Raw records
★ ★ ★ ★ ★

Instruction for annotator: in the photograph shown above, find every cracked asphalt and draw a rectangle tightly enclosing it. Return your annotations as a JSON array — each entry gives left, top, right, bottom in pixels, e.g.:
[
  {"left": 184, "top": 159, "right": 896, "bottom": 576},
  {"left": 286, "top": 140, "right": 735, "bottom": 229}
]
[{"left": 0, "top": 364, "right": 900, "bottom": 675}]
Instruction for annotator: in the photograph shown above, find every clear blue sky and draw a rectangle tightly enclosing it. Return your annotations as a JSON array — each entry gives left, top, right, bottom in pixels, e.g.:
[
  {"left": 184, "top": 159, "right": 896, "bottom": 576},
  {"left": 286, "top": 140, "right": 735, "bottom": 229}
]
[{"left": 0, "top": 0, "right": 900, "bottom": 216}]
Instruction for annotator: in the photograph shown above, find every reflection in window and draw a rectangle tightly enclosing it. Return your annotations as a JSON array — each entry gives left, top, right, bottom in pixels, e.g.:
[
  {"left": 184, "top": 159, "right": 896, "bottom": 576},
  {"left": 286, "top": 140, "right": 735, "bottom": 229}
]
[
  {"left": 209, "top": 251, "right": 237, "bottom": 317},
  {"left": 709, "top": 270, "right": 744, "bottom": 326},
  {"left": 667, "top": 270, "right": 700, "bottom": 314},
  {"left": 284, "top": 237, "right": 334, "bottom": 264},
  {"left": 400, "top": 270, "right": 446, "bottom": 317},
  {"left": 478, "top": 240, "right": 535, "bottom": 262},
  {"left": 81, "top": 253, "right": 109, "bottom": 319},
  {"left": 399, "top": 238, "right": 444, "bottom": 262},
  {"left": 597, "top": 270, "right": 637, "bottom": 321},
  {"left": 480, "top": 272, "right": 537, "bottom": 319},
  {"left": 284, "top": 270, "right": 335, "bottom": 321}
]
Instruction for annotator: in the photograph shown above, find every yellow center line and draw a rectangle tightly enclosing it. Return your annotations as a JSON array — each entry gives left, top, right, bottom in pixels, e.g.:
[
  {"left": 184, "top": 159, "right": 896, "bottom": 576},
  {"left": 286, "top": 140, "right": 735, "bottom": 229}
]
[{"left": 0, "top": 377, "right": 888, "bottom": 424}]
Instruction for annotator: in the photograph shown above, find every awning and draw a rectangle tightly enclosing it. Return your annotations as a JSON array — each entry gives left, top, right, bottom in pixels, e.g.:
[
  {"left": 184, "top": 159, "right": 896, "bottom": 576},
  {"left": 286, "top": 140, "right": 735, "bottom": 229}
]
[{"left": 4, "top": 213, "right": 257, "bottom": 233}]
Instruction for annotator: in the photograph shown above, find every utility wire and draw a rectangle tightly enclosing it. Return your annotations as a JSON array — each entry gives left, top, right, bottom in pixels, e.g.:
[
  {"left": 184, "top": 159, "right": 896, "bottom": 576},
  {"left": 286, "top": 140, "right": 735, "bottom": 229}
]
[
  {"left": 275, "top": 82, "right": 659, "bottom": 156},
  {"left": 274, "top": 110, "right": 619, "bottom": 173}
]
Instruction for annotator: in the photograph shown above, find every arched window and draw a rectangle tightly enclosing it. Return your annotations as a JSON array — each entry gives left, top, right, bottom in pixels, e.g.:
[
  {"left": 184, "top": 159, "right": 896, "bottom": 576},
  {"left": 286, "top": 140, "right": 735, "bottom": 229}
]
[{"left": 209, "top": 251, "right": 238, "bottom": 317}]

★ ★ ★ ★ ★

» **To do**: Find every line in the rows above that contains the string "window", counting case, and copy each of those lines.

» **Completed task**:
Instruction for annotator: in the photograph shown above, find every reflection in window and draw a rectangle tightly enclosing it. Return your annotations as a JSON array — each entry gives left, top, right, bottom in pixels, e.g.:
Instruction for annotator: in the photograph shown above, find every arched window and draw a rectangle tightly enclosing it. Return your annotations as a JSON array — each entry gives left, top, right, bottom in pixels, e.g.:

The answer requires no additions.